Repeat word for word the lines from the top of the records through the line containing "A point set on every instance of the reddish", and skip the pictures.

>>>

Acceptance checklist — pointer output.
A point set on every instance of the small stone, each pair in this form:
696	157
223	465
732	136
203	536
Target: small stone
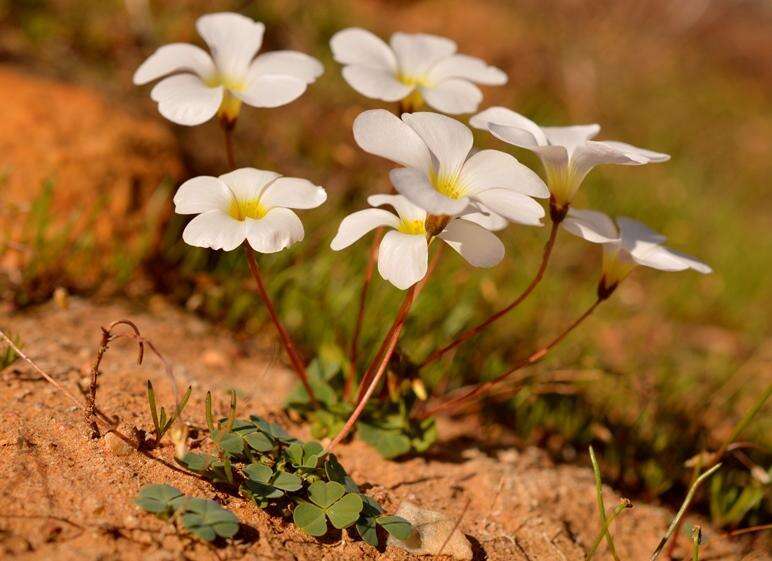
116	446
432	531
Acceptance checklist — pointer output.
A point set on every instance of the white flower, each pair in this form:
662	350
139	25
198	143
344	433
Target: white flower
440	177
246	204
201	85
567	153
416	68
627	244
403	253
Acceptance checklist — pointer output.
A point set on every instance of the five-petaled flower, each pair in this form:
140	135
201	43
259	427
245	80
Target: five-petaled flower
203	85
246	204
416	68
568	153
439	175
627	244
403	252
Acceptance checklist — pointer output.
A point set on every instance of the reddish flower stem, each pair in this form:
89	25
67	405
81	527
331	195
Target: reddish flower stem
469	333
289	346
533	358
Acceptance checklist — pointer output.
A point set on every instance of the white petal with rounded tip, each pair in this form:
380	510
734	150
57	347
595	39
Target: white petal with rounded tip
486	218
376	83
513	206
448	140
234	40
415	186
359	46
666	259
632	232
570	137
418	52
177	57
292	192
403	258
590	225
277	230
202	194
185	100
357	224
248	183
381	133
467	67
489	169
405	209
453	96
271	90
288	63
474	243
502	116
216	230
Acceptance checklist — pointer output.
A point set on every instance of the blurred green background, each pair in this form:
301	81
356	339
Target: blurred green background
662	371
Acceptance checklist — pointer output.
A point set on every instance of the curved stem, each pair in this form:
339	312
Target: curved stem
289	346
469	333
378	367
533	358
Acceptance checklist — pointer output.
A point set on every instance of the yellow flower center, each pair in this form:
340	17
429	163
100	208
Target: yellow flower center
241	210
413	227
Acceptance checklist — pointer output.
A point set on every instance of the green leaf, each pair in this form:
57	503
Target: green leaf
345	511
158	498
310	518
207	520
325	493
396	526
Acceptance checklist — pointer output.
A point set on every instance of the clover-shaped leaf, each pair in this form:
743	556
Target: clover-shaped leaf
304	455
329	500
208	520
159	499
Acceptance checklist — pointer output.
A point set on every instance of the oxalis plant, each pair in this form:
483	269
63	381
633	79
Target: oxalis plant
445	193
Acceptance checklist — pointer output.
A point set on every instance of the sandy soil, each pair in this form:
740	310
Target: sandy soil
68	497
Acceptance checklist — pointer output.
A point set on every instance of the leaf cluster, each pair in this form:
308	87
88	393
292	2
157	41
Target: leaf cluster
203	518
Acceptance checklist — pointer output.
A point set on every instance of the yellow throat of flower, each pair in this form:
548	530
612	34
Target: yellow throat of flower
241	210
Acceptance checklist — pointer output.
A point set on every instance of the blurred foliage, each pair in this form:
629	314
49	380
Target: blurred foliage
667	366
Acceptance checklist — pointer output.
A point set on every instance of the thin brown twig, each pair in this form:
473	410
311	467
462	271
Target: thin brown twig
469	333
289	346
528	361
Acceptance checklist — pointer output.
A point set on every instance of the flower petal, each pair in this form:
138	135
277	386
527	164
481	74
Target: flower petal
358	46
405	209
494	169
270	90
277	230
357	224
288	63
234	40
184	99
448	140
502	116
216	230
202	194
474	243
403	258
248	183
418	52
590	225
415	186
381	133
376	83
293	192
453	96
467	67
177	57
513	206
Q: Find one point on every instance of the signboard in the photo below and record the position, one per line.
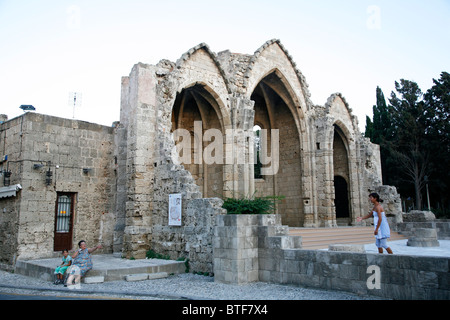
(175, 209)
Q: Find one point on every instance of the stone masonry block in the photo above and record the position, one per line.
(97, 279)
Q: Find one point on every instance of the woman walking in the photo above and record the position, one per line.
(382, 231)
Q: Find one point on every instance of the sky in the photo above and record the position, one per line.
(50, 49)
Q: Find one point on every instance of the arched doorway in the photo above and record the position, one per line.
(341, 177)
(273, 105)
(341, 198)
(195, 110)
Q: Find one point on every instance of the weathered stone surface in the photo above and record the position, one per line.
(423, 237)
(418, 216)
(347, 247)
(96, 279)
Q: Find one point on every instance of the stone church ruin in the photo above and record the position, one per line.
(65, 180)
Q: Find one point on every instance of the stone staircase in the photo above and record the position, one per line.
(321, 238)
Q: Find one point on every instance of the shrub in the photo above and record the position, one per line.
(251, 205)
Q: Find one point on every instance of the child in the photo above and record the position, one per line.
(60, 270)
(382, 231)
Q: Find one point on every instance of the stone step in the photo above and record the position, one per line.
(106, 266)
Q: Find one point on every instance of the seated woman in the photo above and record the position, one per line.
(81, 263)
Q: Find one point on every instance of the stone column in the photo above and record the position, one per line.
(140, 114)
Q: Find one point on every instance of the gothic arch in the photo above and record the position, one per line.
(273, 110)
(196, 110)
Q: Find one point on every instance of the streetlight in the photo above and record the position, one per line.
(428, 195)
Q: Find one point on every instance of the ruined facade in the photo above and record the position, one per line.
(324, 169)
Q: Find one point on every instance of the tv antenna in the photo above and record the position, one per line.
(75, 101)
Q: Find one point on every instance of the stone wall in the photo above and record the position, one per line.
(65, 147)
(244, 251)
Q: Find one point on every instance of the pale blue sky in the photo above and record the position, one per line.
(50, 48)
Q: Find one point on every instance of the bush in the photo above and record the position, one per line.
(253, 205)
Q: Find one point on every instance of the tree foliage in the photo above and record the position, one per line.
(413, 134)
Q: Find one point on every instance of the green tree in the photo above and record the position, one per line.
(409, 146)
(437, 104)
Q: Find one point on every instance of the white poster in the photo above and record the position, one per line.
(175, 209)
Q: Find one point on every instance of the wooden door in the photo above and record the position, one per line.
(63, 221)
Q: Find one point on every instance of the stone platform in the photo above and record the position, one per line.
(105, 265)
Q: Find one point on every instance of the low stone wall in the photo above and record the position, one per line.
(278, 259)
(442, 228)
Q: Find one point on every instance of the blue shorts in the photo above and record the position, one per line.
(381, 243)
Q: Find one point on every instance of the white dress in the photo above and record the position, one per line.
(384, 231)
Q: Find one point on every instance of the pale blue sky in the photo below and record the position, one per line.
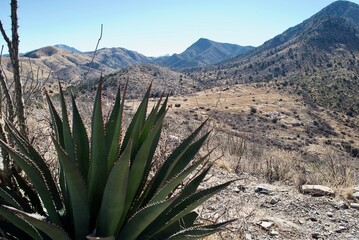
(155, 27)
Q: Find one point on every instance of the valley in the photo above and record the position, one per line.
(282, 115)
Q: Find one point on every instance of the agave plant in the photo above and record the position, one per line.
(104, 187)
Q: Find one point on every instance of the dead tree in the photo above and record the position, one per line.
(11, 108)
(13, 46)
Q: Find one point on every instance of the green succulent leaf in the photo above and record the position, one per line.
(27, 149)
(134, 129)
(114, 128)
(198, 232)
(19, 222)
(139, 166)
(171, 185)
(184, 223)
(7, 196)
(68, 141)
(54, 232)
(28, 192)
(37, 179)
(81, 141)
(162, 175)
(142, 219)
(78, 192)
(56, 121)
(114, 196)
(98, 164)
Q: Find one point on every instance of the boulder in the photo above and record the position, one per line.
(318, 190)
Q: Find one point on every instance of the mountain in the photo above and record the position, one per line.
(63, 63)
(139, 77)
(318, 59)
(71, 49)
(204, 52)
(119, 57)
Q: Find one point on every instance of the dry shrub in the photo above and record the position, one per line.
(332, 168)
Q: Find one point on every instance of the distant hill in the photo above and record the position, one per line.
(318, 58)
(118, 57)
(204, 52)
(71, 49)
(65, 64)
(140, 76)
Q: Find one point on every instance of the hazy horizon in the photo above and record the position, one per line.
(154, 28)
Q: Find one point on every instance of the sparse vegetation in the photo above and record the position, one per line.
(106, 189)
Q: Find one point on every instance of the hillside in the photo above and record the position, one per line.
(318, 59)
(139, 77)
(66, 64)
(204, 52)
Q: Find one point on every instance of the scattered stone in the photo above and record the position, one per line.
(355, 195)
(341, 205)
(248, 236)
(262, 190)
(240, 188)
(315, 235)
(284, 225)
(266, 224)
(340, 229)
(273, 201)
(317, 190)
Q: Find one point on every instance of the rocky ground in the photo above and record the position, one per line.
(278, 211)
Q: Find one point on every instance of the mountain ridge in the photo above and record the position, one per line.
(203, 52)
(318, 58)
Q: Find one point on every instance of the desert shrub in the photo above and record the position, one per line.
(331, 168)
(106, 186)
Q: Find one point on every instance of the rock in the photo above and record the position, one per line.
(248, 236)
(317, 190)
(240, 188)
(354, 205)
(315, 235)
(340, 229)
(284, 225)
(341, 205)
(355, 195)
(273, 201)
(262, 190)
(266, 224)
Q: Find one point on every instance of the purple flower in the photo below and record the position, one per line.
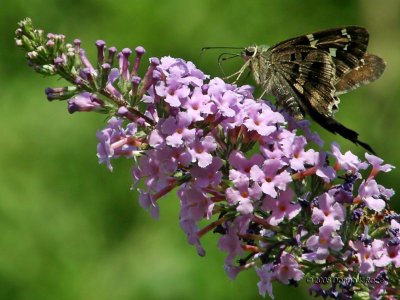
(195, 204)
(226, 103)
(281, 208)
(329, 212)
(207, 176)
(370, 194)
(243, 195)
(198, 105)
(327, 173)
(376, 163)
(288, 269)
(230, 241)
(200, 150)
(322, 243)
(174, 94)
(270, 177)
(239, 166)
(390, 255)
(177, 131)
(266, 276)
(367, 254)
(264, 121)
(347, 161)
(84, 102)
(242, 165)
(114, 141)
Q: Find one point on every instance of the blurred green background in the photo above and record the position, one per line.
(69, 229)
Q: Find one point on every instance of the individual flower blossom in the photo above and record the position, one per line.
(390, 255)
(347, 161)
(367, 254)
(177, 131)
(281, 208)
(298, 156)
(329, 212)
(326, 172)
(226, 103)
(198, 105)
(207, 176)
(321, 244)
(243, 195)
(266, 276)
(377, 166)
(241, 166)
(370, 194)
(85, 102)
(114, 141)
(175, 94)
(270, 176)
(195, 204)
(288, 269)
(230, 241)
(264, 121)
(200, 150)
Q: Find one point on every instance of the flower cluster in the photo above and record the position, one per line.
(288, 210)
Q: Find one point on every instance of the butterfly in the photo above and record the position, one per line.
(306, 74)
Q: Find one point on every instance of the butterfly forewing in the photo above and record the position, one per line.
(306, 73)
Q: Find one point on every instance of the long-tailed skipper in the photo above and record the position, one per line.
(306, 74)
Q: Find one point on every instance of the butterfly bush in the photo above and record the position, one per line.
(261, 181)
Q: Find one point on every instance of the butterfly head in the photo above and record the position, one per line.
(249, 52)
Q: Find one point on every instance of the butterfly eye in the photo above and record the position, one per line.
(249, 52)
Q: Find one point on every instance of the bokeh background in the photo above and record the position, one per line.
(69, 229)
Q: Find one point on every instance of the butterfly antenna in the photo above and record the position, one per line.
(222, 57)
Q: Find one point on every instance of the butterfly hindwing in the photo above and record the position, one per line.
(306, 73)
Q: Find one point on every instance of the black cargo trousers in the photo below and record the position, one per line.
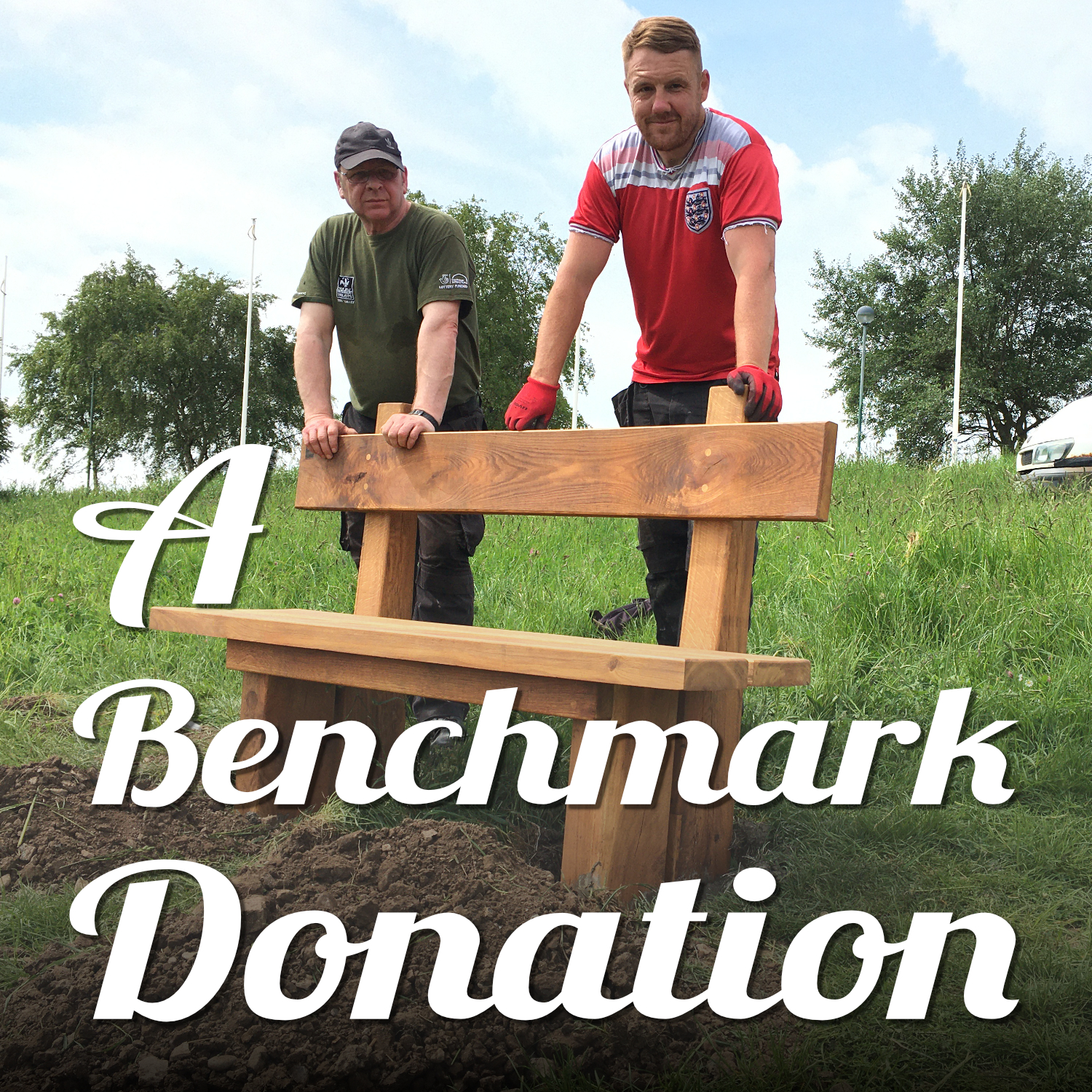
(665, 543)
(443, 585)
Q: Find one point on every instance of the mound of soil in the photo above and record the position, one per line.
(50, 1040)
(69, 840)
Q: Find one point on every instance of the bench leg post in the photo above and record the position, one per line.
(701, 834)
(609, 845)
(384, 712)
(282, 703)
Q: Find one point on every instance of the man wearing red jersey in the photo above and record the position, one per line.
(694, 194)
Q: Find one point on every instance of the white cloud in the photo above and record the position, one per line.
(556, 67)
(836, 207)
(1032, 58)
(167, 128)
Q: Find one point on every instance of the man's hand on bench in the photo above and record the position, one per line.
(321, 434)
(402, 430)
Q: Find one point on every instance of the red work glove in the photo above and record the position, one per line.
(535, 401)
(762, 391)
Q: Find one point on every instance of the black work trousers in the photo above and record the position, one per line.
(443, 583)
(665, 543)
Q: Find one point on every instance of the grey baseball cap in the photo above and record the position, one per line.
(365, 141)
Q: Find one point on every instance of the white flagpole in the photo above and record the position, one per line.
(4, 308)
(246, 360)
(959, 319)
(576, 377)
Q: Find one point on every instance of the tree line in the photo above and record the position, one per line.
(1026, 309)
(155, 371)
(152, 369)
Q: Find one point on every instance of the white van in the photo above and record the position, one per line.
(1059, 449)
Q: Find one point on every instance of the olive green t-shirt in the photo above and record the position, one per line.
(378, 285)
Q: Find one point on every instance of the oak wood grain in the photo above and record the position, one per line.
(537, 695)
(762, 472)
(587, 659)
(609, 845)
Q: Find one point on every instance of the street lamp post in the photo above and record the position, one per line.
(253, 235)
(865, 314)
(965, 194)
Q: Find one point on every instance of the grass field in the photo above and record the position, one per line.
(921, 580)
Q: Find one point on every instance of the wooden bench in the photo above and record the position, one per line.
(724, 475)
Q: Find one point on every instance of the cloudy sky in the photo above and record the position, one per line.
(166, 127)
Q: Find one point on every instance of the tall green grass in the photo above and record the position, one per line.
(921, 580)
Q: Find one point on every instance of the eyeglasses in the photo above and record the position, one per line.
(384, 175)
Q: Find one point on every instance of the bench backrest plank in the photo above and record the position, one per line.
(753, 472)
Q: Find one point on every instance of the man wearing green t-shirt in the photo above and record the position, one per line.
(397, 282)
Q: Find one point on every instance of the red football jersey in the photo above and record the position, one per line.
(672, 222)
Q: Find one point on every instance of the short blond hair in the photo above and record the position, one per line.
(665, 34)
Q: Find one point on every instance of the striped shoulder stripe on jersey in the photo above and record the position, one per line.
(627, 159)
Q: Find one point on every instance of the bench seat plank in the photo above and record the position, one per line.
(548, 655)
(742, 472)
(553, 697)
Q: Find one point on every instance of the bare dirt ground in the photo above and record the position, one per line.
(50, 1040)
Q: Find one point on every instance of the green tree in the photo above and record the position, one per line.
(190, 373)
(162, 369)
(515, 264)
(89, 351)
(1026, 310)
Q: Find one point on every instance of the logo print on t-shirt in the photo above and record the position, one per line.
(698, 210)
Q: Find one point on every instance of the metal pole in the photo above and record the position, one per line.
(860, 389)
(4, 308)
(959, 319)
(91, 430)
(246, 360)
(576, 378)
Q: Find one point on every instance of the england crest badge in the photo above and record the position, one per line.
(698, 210)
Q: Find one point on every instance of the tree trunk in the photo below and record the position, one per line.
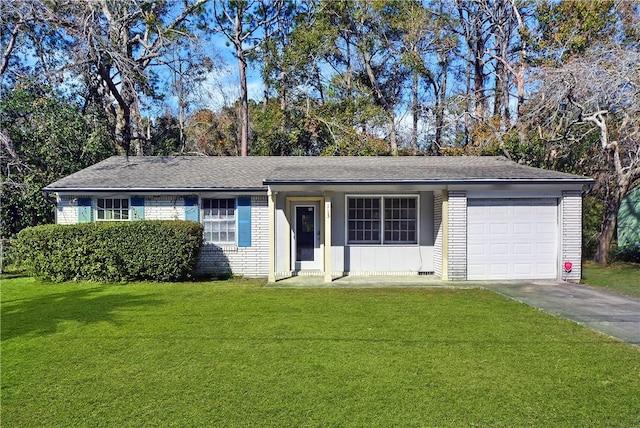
(393, 143)
(244, 97)
(244, 107)
(415, 112)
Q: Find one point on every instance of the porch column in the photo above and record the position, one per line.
(327, 236)
(271, 197)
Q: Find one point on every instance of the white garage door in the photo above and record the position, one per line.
(512, 238)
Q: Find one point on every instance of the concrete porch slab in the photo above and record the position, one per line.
(366, 282)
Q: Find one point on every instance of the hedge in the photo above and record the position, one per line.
(111, 251)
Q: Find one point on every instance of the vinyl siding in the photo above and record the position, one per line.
(571, 247)
(437, 233)
(457, 269)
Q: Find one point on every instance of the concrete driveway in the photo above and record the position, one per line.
(615, 315)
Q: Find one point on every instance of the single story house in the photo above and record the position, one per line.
(459, 218)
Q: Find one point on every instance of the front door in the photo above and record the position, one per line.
(306, 237)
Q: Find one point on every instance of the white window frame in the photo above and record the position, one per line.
(205, 219)
(382, 219)
(112, 209)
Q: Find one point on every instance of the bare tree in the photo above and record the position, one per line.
(241, 22)
(597, 96)
(120, 41)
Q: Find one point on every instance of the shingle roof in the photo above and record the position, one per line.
(253, 173)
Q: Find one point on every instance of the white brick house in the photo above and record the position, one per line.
(460, 218)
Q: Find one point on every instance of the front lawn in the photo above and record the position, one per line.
(619, 277)
(236, 354)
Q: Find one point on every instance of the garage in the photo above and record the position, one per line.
(512, 239)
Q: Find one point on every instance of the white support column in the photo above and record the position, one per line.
(271, 196)
(327, 237)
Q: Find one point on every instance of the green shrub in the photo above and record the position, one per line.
(628, 253)
(111, 251)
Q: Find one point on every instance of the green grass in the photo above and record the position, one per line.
(619, 277)
(235, 354)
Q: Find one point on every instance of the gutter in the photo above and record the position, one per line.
(152, 189)
(585, 180)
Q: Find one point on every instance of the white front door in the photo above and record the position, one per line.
(305, 242)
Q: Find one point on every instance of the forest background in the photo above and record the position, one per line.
(551, 84)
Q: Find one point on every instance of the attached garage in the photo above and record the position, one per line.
(512, 239)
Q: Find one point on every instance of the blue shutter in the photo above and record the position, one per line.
(137, 208)
(84, 210)
(191, 209)
(244, 222)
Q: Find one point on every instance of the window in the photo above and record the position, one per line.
(400, 220)
(112, 209)
(219, 220)
(386, 220)
(364, 220)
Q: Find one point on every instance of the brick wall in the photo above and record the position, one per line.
(250, 261)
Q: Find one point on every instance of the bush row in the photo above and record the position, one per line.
(111, 251)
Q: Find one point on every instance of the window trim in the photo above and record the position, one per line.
(112, 198)
(382, 197)
(233, 243)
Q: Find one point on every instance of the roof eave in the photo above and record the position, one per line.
(584, 180)
(151, 189)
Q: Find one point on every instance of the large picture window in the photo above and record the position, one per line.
(219, 220)
(382, 220)
(112, 209)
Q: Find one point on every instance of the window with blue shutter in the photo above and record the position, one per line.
(244, 222)
(84, 210)
(137, 208)
(191, 209)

<<<

— RESPONSE TO THE EXERCISE —
Acceptance checklist — pointer output.
A point set on every instance of the small stone, each pair in this form:
696	157
223	465
732	136
203	536
Target: small stone
116	446
432	531
Acceptance checklist — pointer output.
A point set on every instance of the white flower, each pair in this form:
662	350
139	25
198	143
344	433
Target: white flower
440	177
246	204
201	85
567	153
416	68
627	244
403	253
Acceptance checklist — pointer output.
A point set on every instance of the five-petaled flower, each pair in this form:
140	135
201	43
259	427
245	80
Target: five-petaled flower
203	85
246	204
416	68
568	153
439	175
627	244
403	252
Acceptance checklist — pointer output.
A point set on every instance of the reddish flower stem, each pair in this form:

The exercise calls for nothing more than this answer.